What you need to do:
Find the lines of data that contain the string "lynx", then list them.

——————————

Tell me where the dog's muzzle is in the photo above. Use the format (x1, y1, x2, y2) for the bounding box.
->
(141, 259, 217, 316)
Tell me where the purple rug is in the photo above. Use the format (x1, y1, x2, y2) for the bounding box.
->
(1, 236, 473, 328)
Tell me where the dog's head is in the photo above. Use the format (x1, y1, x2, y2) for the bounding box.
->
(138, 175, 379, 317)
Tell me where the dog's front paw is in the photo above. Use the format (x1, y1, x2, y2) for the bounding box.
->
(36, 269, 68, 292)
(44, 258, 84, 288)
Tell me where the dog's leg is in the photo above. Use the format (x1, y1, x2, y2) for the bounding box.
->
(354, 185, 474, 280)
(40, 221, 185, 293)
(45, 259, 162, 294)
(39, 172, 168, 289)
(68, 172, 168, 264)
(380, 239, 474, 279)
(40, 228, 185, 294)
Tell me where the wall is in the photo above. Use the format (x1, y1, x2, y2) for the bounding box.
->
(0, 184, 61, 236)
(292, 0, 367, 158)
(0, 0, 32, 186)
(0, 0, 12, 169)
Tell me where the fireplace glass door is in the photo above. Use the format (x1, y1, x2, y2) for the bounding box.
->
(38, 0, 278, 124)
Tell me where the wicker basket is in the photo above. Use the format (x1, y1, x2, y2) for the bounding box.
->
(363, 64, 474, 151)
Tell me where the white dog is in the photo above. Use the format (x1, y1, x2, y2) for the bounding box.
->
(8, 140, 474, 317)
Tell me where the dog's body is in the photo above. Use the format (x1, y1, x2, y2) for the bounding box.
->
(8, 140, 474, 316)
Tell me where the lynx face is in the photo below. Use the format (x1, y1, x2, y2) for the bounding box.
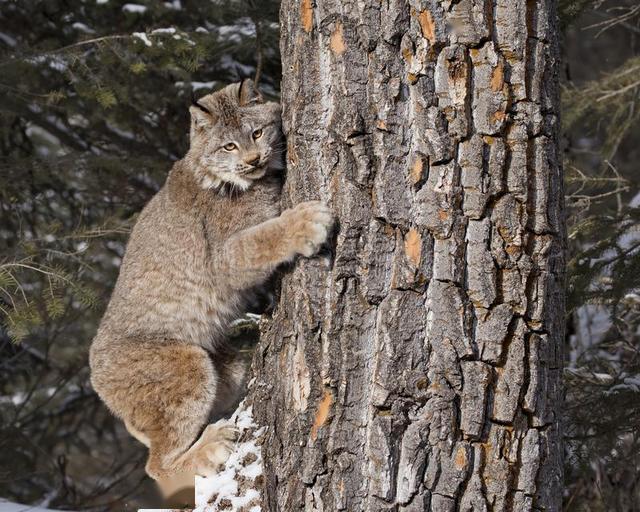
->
(188, 80, 283, 191)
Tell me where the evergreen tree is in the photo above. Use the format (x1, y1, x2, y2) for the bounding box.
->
(1, 0, 639, 509)
(0, 0, 280, 508)
(561, 0, 640, 509)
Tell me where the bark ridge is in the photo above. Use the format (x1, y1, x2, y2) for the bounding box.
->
(251, 1, 564, 510)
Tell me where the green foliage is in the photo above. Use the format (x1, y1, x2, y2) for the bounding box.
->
(562, 1, 640, 509)
(0, 0, 281, 508)
(563, 56, 640, 159)
(559, 0, 600, 26)
(567, 208, 640, 308)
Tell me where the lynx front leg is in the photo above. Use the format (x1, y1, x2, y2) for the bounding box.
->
(221, 201, 333, 289)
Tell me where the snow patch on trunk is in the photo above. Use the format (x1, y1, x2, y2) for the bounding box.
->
(194, 400, 264, 512)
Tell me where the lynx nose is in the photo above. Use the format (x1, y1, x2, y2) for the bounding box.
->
(244, 154, 260, 167)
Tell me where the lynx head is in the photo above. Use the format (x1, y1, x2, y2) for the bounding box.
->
(187, 79, 283, 192)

——————————

Expected answer:
Tell me where the lynx face is in the photo below. Use the format (x1, y1, x2, y2) for the bounding box.
Tell me where the lynx front leg is in the photo above. Use the format (x1, y1, x2, y2) for the bounding box.
Tell me where the lynx nose is in the photo above. Use the format (x1, y1, x2, y2) for the bounding box.
Tell me where the lynx head is in the photo above. Use the format (x1, y1, x2, y2) for the bounding box.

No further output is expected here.